Object position labeling entries:

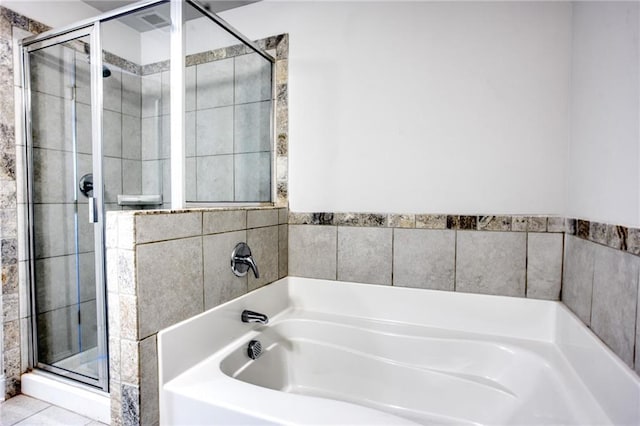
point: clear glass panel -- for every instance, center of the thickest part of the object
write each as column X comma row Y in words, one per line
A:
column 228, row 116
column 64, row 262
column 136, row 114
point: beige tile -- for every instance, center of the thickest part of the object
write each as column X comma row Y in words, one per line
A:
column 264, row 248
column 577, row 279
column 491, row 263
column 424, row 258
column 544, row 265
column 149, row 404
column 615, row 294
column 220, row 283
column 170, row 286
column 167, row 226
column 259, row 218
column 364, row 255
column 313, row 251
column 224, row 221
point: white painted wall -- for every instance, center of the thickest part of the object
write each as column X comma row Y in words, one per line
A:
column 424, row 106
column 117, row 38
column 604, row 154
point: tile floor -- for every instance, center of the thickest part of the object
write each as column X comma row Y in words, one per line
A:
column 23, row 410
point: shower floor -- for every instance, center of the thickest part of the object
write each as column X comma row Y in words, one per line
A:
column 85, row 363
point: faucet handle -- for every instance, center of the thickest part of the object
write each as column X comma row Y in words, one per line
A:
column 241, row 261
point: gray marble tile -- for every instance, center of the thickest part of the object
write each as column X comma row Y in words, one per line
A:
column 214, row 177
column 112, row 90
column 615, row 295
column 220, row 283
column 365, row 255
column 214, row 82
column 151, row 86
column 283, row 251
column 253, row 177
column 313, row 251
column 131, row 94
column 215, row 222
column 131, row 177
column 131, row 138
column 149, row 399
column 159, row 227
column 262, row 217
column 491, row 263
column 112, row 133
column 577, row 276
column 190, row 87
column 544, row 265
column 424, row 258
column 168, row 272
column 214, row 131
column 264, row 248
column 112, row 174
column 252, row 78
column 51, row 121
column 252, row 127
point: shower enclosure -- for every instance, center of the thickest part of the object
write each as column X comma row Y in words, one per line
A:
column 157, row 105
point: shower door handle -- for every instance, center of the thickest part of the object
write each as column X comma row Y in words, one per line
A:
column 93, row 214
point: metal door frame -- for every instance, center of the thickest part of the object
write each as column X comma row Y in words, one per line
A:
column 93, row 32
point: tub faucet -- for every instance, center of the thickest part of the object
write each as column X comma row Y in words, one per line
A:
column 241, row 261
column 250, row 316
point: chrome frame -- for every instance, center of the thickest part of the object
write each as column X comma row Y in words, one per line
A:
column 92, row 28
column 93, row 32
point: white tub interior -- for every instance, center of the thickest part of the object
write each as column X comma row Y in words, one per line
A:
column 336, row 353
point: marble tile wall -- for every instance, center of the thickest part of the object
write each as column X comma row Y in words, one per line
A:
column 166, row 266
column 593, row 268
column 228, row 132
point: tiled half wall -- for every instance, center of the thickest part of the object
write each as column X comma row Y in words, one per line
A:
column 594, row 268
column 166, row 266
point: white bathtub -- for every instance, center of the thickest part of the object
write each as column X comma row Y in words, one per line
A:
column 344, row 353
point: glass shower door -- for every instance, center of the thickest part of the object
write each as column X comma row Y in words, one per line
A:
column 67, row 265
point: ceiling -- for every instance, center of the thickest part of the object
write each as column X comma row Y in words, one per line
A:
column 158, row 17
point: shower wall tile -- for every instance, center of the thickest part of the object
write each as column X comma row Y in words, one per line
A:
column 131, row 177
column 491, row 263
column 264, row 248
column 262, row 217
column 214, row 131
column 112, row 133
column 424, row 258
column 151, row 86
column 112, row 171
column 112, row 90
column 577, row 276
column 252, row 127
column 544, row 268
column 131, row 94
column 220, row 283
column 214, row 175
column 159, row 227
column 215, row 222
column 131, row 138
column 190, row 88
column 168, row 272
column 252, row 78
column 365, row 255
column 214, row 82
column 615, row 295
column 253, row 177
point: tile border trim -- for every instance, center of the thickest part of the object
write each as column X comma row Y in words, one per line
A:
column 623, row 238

**WHAT YOU HAVE TO DO:**
Leave the pictures out, and transcribe each of the records exactly.

**TASK SOLUTION:**
point: clear glass panel -- for every instance, center of the thickest part of the object
write each as column X comma row Y in words, one per line
A:
column 228, row 116
column 64, row 262
column 136, row 114
point: beige tile -- for every instance, center of the thickest part of the object
write each as column X comma row Y in words, one per line
A:
column 264, row 248
column 577, row 279
column 491, row 263
column 424, row 258
column 544, row 265
column 149, row 404
column 615, row 294
column 220, row 283
column 170, row 286
column 167, row 226
column 259, row 218
column 364, row 255
column 313, row 251
column 224, row 221
point: white painted wall -- for every instance, center of the thickest part of the object
write each as column X comma row Y in words, one per line
A:
column 424, row 106
column 117, row 38
column 604, row 154
point: tile floor -- for every instance, center of the thickest part of the object
write each as column X comma row Y in words, one per line
A:
column 23, row 410
point: shower floor -- for every instance, center of the thickest part of the object
write each as column X comma row Y in words, one per line
A:
column 85, row 363
point: faucet handle -- for every instance, center of the thickest part of the object
write each as column X comma row Y in words, one per line
A:
column 241, row 261
point: gray marble tile -- for every instance, center of the thickest part of the object
write each as column X comma row Y in words, one per line
A:
column 214, row 177
column 112, row 90
column 615, row 295
column 220, row 283
column 365, row 255
column 214, row 82
column 151, row 86
column 283, row 251
column 253, row 177
column 313, row 251
column 131, row 94
column 215, row 222
column 131, row 177
column 131, row 138
column 149, row 399
column 159, row 227
column 262, row 217
column 491, row 263
column 112, row 133
column 577, row 276
column 190, row 87
column 544, row 265
column 424, row 258
column 168, row 272
column 214, row 131
column 264, row 248
column 112, row 174
column 252, row 78
column 51, row 121
column 252, row 127
point: shower enclosure -- for every instance, center of the thickest part of the object
write each as column X comma row Y in words, one per line
A:
column 157, row 105
point: shower door handle -- for every instance, center of the thickest part of the object
write each as column X comma row Y in words, one per line
A:
column 93, row 214
point: metal door frame -- for every instance, center of the thickest part of the object
write each as column X comma row Y in words, one per line
A:
column 93, row 32
point: tub faucet -- for every instance, center of the thickest part of the object
write each as column X comma row Y in words, one per line
A:
column 241, row 261
column 250, row 316
point: chrome frame -- for every instance, center of the thickest part of the object
write each as column X comma row Y in words, one per line
A:
column 92, row 28
column 93, row 32
point: white tub interior -- for every instance, center of the thickest part of the object
write each as column X comma row Y in words, one per line
A:
column 336, row 353
point: marble tile wall -- for every instance, center of the thickest part of the object
write each as column X comma row Y in words, one per line
A:
column 166, row 266
column 593, row 268
column 228, row 132
point: tiled half wall -- for every instance, center of the thickest part of the object
write each as column X comma row Y in words, one per line
A:
column 594, row 268
column 166, row 266
point: white bathtub -- for every instance, center of the thickest part of the object
write each as column X comma row Y in words, one per line
A:
column 344, row 353
point: glass shower door -- for every instance, center of the thickest part of the object
write each as column X comma row Y in words, one per line
A:
column 67, row 265
point: ceiling -- for every instance, center of the thickest part of the object
write each as column X comma row Y in words, one per line
A:
column 158, row 17
point: shower wall tile -- for every instance, center of the thickest part of the object
write each as column X comma row Y in words, one per line
A:
column 131, row 177
column 491, row 263
column 264, row 248
column 262, row 217
column 214, row 131
column 112, row 133
column 424, row 258
column 151, row 86
column 112, row 171
column 112, row 90
column 577, row 276
column 252, row 127
column 544, row 268
column 131, row 94
column 220, row 283
column 214, row 175
column 159, row 227
column 215, row 222
column 131, row 138
column 190, row 88
column 168, row 272
column 252, row 78
column 365, row 255
column 214, row 82
column 615, row 295
column 253, row 177
point: tile border trim -- for every instance, center of the thickest part of the object
write each as column X comma row Y in words, one per line
A:
column 623, row 238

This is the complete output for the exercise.